#### TASK OBJECTIVE:
Please pick out each line in the rows below that contains the word "cube" and copy those lines.

#### PROVIDED RECORDS:
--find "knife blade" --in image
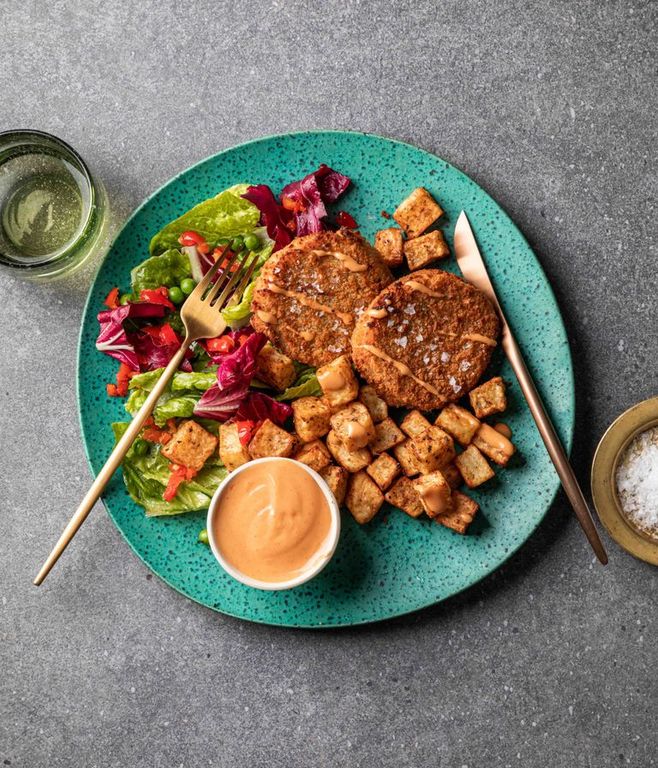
[454,211,608,565]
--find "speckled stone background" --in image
[0,0,658,768]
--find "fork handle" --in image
[501,324,608,565]
[34,336,193,587]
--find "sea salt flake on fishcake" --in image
[251,229,393,366]
[352,269,500,411]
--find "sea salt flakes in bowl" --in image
[615,427,658,539]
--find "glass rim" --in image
[0,128,98,272]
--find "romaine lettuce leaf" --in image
[124,368,217,427]
[130,248,192,296]
[149,184,260,255]
[112,422,226,517]
[276,366,322,400]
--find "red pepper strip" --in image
[336,211,359,229]
[103,288,119,309]
[139,285,176,309]
[178,229,210,256]
[206,336,235,355]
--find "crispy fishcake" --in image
[251,229,393,366]
[352,269,500,411]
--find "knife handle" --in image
[501,324,608,565]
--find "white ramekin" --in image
[206,456,340,592]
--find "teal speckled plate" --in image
[78,131,574,627]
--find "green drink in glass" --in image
[0,130,107,280]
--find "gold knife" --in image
[454,211,608,565]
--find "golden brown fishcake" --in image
[352,269,500,411]
[251,229,393,366]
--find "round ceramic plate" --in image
[78,131,574,627]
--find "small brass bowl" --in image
[592,397,658,565]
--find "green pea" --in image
[133,438,149,456]
[180,277,196,296]
[244,235,260,251]
[169,285,185,304]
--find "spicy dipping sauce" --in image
[212,459,335,583]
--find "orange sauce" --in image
[213,461,331,582]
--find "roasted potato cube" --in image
[412,470,452,517]
[393,438,420,477]
[331,402,375,451]
[473,424,516,467]
[434,403,480,446]
[375,227,404,267]
[316,355,359,408]
[404,229,450,271]
[366,453,402,491]
[327,429,372,472]
[468,376,507,419]
[293,440,331,472]
[256,342,297,392]
[320,464,350,506]
[393,187,443,237]
[440,461,464,491]
[359,384,388,424]
[455,445,495,488]
[400,411,432,437]
[291,397,331,443]
[384,477,423,517]
[434,491,480,535]
[370,417,404,453]
[219,424,251,472]
[249,419,297,459]
[409,426,455,475]
[160,419,217,471]
[345,472,384,525]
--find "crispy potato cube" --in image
[393,438,420,477]
[440,461,464,491]
[366,453,402,491]
[345,472,384,525]
[291,397,331,443]
[219,424,251,472]
[160,419,217,471]
[256,341,297,392]
[412,470,452,517]
[384,477,423,517]
[404,229,450,271]
[316,355,359,408]
[320,464,350,507]
[400,411,432,437]
[359,384,388,424]
[249,419,297,459]
[409,426,455,475]
[393,187,443,237]
[468,376,507,419]
[434,403,480,446]
[434,491,480,536]
[375,227,404,267]
[327,429,372,472]
[473,424,516,467]
[293,440,331,472]
[331,402,375,451]
[370,417,404,453]
[455,445,495,488]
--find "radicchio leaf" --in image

#### RESPONSE TO THIS EXERCISE:
--find "roasted potato cube" --in image
--find "crispy potato cube" --in image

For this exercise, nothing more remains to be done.